Although the particular discrimination in question occurred after the Vucitech group had temporarily departed from the scene, it was merely a continuation of the baby bonus policy which the group had adopted and, as it were, bequeathed to its successor, Niazi. The collective bargaining agreement that the group negotiated in 1982 and that contained the $1, 000 baby bonus did not expire until February 1985. By that time the group was back in control, and knew or should have known that the original charges of sex discrimination had not been resolved-and upon inquiry of the EEOC about their status would quickly have learned that two additional charges had been filed …. In addition, the Vucitech group was at least somewhat implicated in Niazi’s violations of the Pregnancy Discrimination Act, which were pursuant to the collective bargaining agreement that the group had negotiated in 1982.

• [EXERCISE DATA]

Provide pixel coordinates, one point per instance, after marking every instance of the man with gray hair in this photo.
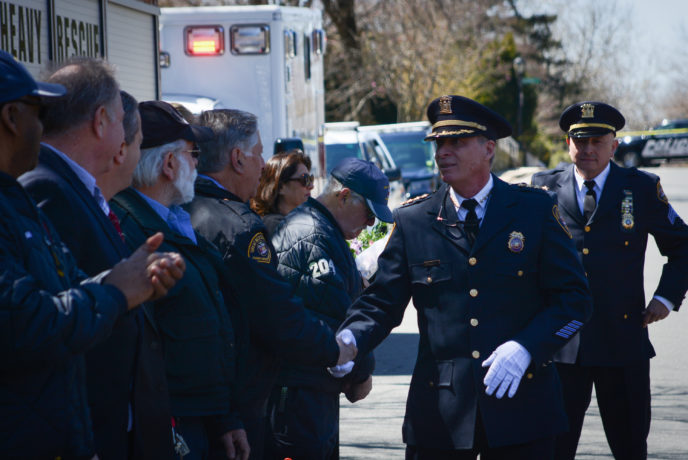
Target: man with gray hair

• [EXERCISE DETAILS]
Copy word for word the part of the passage on the Vucitech group's baby bonus policy starting with "Although the particular" and going on through "negotiated in 1982.".

• [WRITTEN REPLY]
Although the particular discrimination in question occurred after the Vucitech group had temporarily departed from the scene, it was merely a continuation of the baby bonus policy which the group had adopted and, as it were, bequeathed to its successor, Niazi. The collective bargaining agreement that the group negotiated in 1982 and that contained the $1, 000 baby bonus did not expire until February 1985. By that time the group was back in control, and knew or should have known that the original charges of sex discrimination had not been resolved-and upon inquiry of the EEOC about their status would quickly have learned that two additional charges had been filed …. In addition, the Vucitech group was at least somewhat implicated in Niazi’s violations of the Pregnancy Discrimination Act, which were pursuant to the collective bargaining agreement that the group had negotiated in 1982.